• **Labeled region records**
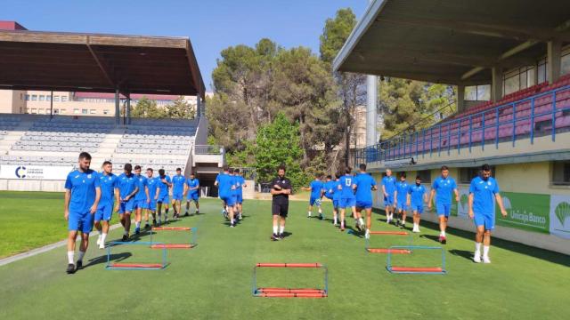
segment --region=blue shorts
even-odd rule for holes
[[[317,197],[311,196],[311,198],[309,199],[309,204],[310,205],[315,205],[316,204],[316,206],[321,206],[321,201],[320,200],[321,200],[320,196],[317,196]]]
[[[235,196],[220,196],[220,199],[222,199],[226,205],[233,206],[235,205]]]
[[[118,205],[118,213],[132,212],[134,207],[134,198],[131,198],[129,199],[129,201],[126,201],[126,202],[121,201],[120,204]]]
[[[356,199],[354,198],[340,198],[338,204],[341,209],[356,206]]]
[[[170,200],[170,197],[168,196],[168,195],[159,195],[159,197],[157,198],[157,203],[160,203],[160,204],[167,204],[168,200]]]
[[[356,208],[372,209],[372,202],[370,202],[370,201],[356,201]]]
[[[154,198],[151,200],[151,203],[149,203],[149,207],[147,209],[153,212],[157,211],[157,202],[156,200],[154,200]]]
[[[149,208],[149,204],[146,203],[146,200],[134,200],[134,205],[133,206],[133,209],[148,209]]]
[[[407,211],[408,210],[408,204],[407,202],[404,201],[400,201],[398,200],[398,202],[395,204],[395,208],[398,210],[403,210],[403,211]]]
[[[421,214],[424,212],[424,205],[411,204],[411,205],[410,206],[410,210],[413,212],[418,212],[418,213]]]
[[[484,226],[485,230],[493,230],[495,228],[495,215],[476,213],[474,215],[475,225],[476,227]]]
[[[444,215],[445,218],[448,218],[449,217],[449,213],[451,212],[451,210],[452,210],[452,204],[438,204],[438,203],[436,203],[436,210],[437,212],[437,215],[438,216]]]
[[[99,204],[97,212],[95,212],[95,221],[105,220],[109,221],[113,215],[113,204]]]
[[[188,195],[186,196],[186,200],[190,201],[190,200],[194,200],[194,201],[198,201],[198,199],[200,199],[200,194],[198,192],[194,192],[194,193],[188,193]]]
[[[94,214],[91,212],[69,212],[69,220],[68,221],[68,230],[69,231],[81,231],[84,234],[88,234],[93,230],[93,220]]]
[[[384,205],[394,205],[394,195],[388,194],[388,196],[384,197]]]

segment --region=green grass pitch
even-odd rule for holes
[[[330,219],[330,203],[324,204]],[[566,255],[495,240],[493,263],[475,264],[473,234],[451,229],[444,247],[447,275],[393,275],[385,268],[385,254],[365,252],[360,235],[341,233],[330,220],[307,219],[305,202],[291,203],[286,228],[290,235],[281,242],[269,239],[270,202],[246,201],[246,218],[235,228],[226,225],[218,200],[203,199],[201,204],[205,214],[169,225],[197,227],[198,246],[169,251],[169,265],[162,270],[105,270],[105,253],[93,245],[93,237],[86,268],[75,275],[65,274],[64,247],[0,267],[0,319],[567,319],[570,315]],[[61,194],[0,192],[0,255],[63,239],[62,206]],[[375,213],[372,229],[396,229],[383,220]],[[348,225],[354,225],[352,219]],[[438,245],[436,227],[423,223],[413,244]],[[109,240],[118,237],[115,230]],[[374,245],[389,246],[389,239],[375,238]],[[131,257],[140,252],[133,250]],[[422,259],[422,263],[438,261],[429,254]],[[323,263],[330,271],[329,297],[253,297],[256,262]],[[316,287],[322,285],[322,274],[264,269],[258,282]]]

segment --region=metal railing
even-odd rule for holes
[[[547,101],[548,100],[548,101]],[[564,103],[562,103],[564,102]],[[570,129],[570,85],[561,86],[531,97],[508,102],[480,112],[444,121],[428,129],[395,136],[388,140],[356,151],[356,163],[418,159],[442,152],[451,154],[475,147],[484,150],[486,144],[550,135],[556,140],[557,129]]]
[[[224,155],[224,146],[194,146],[194,155]]]

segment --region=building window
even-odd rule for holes
[[[491,100],[491,84],[465,87],[465,100],[469,101],[488,101]]]
[[[552,163],[552,180],[555,186],[570,186],[570,161]]]
[[[418,175],[421,178],[421,183],[431,183],[431,170],[420,170]]]

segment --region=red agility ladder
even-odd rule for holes
[[[314,268],[324,269],[324,289],[257,288],[258,268]],[[266,298],[326,298],[329,296],[329,270],[321,263],[256,263],[253,268],[253,295]]]

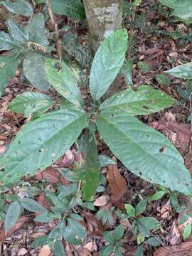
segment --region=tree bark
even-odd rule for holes
[[[95,52],[105,38],[121,28],[123,0],[83,0],[83,2],[92,49]]]

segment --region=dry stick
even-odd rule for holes
[[[57,51],[58,51],[58,58],[60,59],[60,60],[62,60],[62,50],[61,50],[61,43],[60,43],[60,41],[59,39],[59,32],[58,32],[58,24],[55,21],[55,18],[50,6],[50,0],[46,0],[46,4],[48,5],[48,14],[50,16],[50,22],[52,26],[54,28],[55,34],[56,34],[56,46],[57,46]]]

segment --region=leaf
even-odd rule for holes
[[[56,240],[54,242],[54,256],[65,256],[65,252],[63,243]]]
[[[6,170],[0,172],[0,180],[17,182],[45,169],[70,149],[86,126],[83,111],[68,110],[42,114],[23,125],[0,160]]]
[[[99,100],[108,90],[122,68],[127,48],[127,30],[116,31],[105,38],[93,59],[90,87],[92,97]]]
[[[184,240],[187,239],[191,233],[191,224],[187,224],[183,232],[183,238]]]
[[[53,11],[57,14],[67,15],[71,18],[81,20],[85,18],[85,12],[80,0],[51,0]]]
[[[17,60],[13,57],[1,56],[0,64],[3,64],[3,67],[0,68],[0,97],[1,97],[8,82],[16,75]]]
[[[28,117],[38,110],[48,110],[53,104],[53,100],[48,95],[35,92],[26,92],[14,98],[9,104],[8,108]]]
[[[139,232],[144,235],[149,236],[149,232],[161,228],[161,225],[153,217],[142,217],[137,220],[137,225]]]
[[[115,197],[119,197],[127,191],[125,178],[121,175],[117,165],[110,165],[107,172],[107,180],[112,193]]]
[[[135,208],[135,215],[138,216],[140,214],[143,213],[146,207],[146,200],[141,200]]]
[[[164,73],[178,78],[192,79],[192,62],[180,65]]]
[[[9,33],[16,43],[28,41],[28,33],[21,24],[11,20],[8,21],[6,24]]]
[[[59,70],[55,65],[59,63]],[[51,85],[65,98],[78,107],[83,105],[82,98],[73,74],[66,64],[58,60],[46,59],[46,73]]]
[[[171,107],[175,100],[151,86],[142,85],[137,90],[126,89],[105,100],[100,106],[101,112],[119,111],[142,115],[154,113]]]
[[[33,213],[38,212],[38,213],[45,213],[47,211],[47,209],[43,206],[41,206],[38,202],[35,200],[25,198],[21,201],[21,206],[26,210],[31,211]]]
[[[115,240],[122,238],[124,234],[124,228],[122,225],[119,225],[114,230],[113,235]]]
[[[156,75],[155,78],[159,84],[170,85],[171,79],[165,74]]]
[[[82,138],[85,147],[85,162],[77,176],[82,181],[83,199],[88,201],[95,193],[100,181],[100,164],[95,137],[90,130]]]
[[[63,236],[66,242],[72,245],[81,245],[86,238],[85,228],[78,222],[68,219],[68,225],[64,228]]]
[[[14,39],[9,33],[0,32],[0,50],[11,50],[16,46]]]
[[[8,232],[11,228],[14,226],[17,222],[21,211],[20,203],[15,201],[9,206],[6,219],[5,219],[5,229]]]
[[[147,181],[191,195],[191,178],[183,159],[164,135],[134,117],[121,113],[97,114],[97,127],[130,171]]]
[[[35,52],[29,53],[24,58],[23,69],[25,77],[40,90],[47,91],[50,86],[45,71],[46,58]]]
[[[33,7],[25,0],[16,0],[14,2],[9,2],[2,1],[3,5],[13,14],[23,15],[26,16],[31,16],[33,13]]]
[[[125,203],[125,210],[130,217],[135,217],[135,208],[129,203]]]

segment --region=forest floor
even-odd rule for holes
[[[149,1],[149,3],[137,9],[134,19],[131,22],[129,16],[124,18],[124,26],[127,28],[129,34],[132,31],[132,36],[127,56],[132,57],[134,63],[132,72],[134,87],[137,87],[139,85],[144,84],[158,87],[176,99],[177,104],[169,110],[142,117],[140,119],[163,133],[178,149],[183,156],[186,166],[192,171],[189,102],[189,96],[192,92],[191,82],[189,84],[186,81],[171,76],[167,76],[166,78],[161,77],[161,79],[158,77],[158,75],[162,74],[165,70],[191,60],[192,28],[183,23],[173,22],[173,18],[169,16],[167,9],[162,6],[157,7],[156,1],[154,1],[154,4],[151,4],[152,1]],[[3,9],[3,11],[4,16],[1,13],[0,16],[0,28],[6,31],[4,21],[6,14],[4,14],[5,9]],[[68,20],[63,16],[58,16],[56,18],[60,27],[62,27],[63,24],[69,25],[73,32],[78,36],[80,43],[83,45],[87,43],[87,41],[85,40],[88,38],[88,32],[85,23],[77,23],[73,21]],[[26,23],[25,18],[20,16],[19,18],[20,21]],[[47,23],[47,28],[50,28],[49,22]],[[1,53],[2,55],[6,55],[6,53]],[[84,74],[87,73],[86,67],[83,68],[83,72]],[[38,91],[22,78],[22,73],[18,68],[17,75],[9,81],[9,86],[0,99],[0,154],[6,151],[8,145],[21,127],[31,118],[30,117],[26,119],[21,114],[13,113],[7,107],[9,102],[21,92]],[[126,85],[123,76],[121,77],[121,82],[122,88],[124,88]],[[87,85],[84,85],[81,90],[86,98],[88,92]],[[55,95],[55,92],[53,89],[48,93],[53,97]],[[100,154],[106,154],[116,160],[106,146],[100,143],[98,146]],[[57,169],[68,168],[73,170],[78,156],[78,150],[75,146],[73,146],[51,167],[38,173],[35,177],[28,178],[26,182],[33,187],[34,184],[36,186],[43,180],[46,181],[44,189],[46,187],[55,189],[54,184],[58,182],[65,184],[66,180],[58,175]],[[105,244],[102,233],[106,230],[113,230],[117,223],[120,223],[118,216],[112,211],[112,225],[110,226],[108,221],[103,225],[102,221],[96,218],[96,213],[100,210],[105,209],[110,211],[112,207],[115,207],[124,212],[124,203],[135,206],[138,198],[149,198],[156,191],[156,186],[130,173],[119,161],[117,165],[103,167],[101,171],[107,178],[107,182],[102,184],[100,191],[97,192],[94,197],[95,210],[77,206],[74,209],[75,213],[78,213],[82,217],[81,224],[86,230],[87,239],[81,246],[65,243],[65,250],[70,256],[99,255],[99,251]],[[112,179],[114,178],[119,179],[121,184],[125,184],[125,188],[122,188],[123,193],[121,194],[121,191],[119,191],[117,196],[115,186],[118,185],[116,183],[117,181],[112,182]],[[9,205],[11,196],[13,197],[18,191],[20,196],[22,193],[25,193],[24,191],[20,191],[20,188],[17,186],[11,191],[2,191],[2,198],[6,198],[6,203]],[[33,191],[31,193],[33,194]],[[156,248],[144,242],[144,255],[191,255],[192,235],[190,235],[185,241],[182,237],[186,225],[192,223],[191,218],[180,224],[179,221],[183,217],[183,211],[176,210],[176,208],[173,206],[173,202],[172,203],[171,202],[169,191],[164,193],[162,197],[159,196],[159,195],[156,195],[154,200],[149,199],[144,215],[154,217],[161,223],[161,228],[151,234],[151,236],[156,237],[161,240],[161,245]],[[51,206],[43,192],[37,195],[36,198],[46,208],[48,209]],[[178,196],[179,206],[184,203],[190,208],[191,203],[183,196]],[[38,223],[33,220],[33,213],[25,211],[25,214],[23,214],[7,234],[5,233],[3,221],[0,220],[0,254],[1,255],[53,255],[53,252],[48,246],[33,248],[31,242],[37,238],[49,234],[56,226],[57,220],[48,223]],[[124,255],[134,255],[138,246],[137,236],[132,233],[128,219],[122,220],[121,223],[125,228],[123,238]],[[169,247],[169,249],[166,249],[166,247]]]

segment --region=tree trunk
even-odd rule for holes
[[[83,0],[92,49],[95,52],[100,42],[121,28],[123,0]]]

• **Directive**
Retype without any changes the lines of the records from the line containing "segment --region=tree trunk" through the last line.

• **Solution for this exercise**
segment --region=tree trunk
even-odd rule for holes
[[[83,0],[92,49],[95,52],[100,42],[121,28],[123,0]]]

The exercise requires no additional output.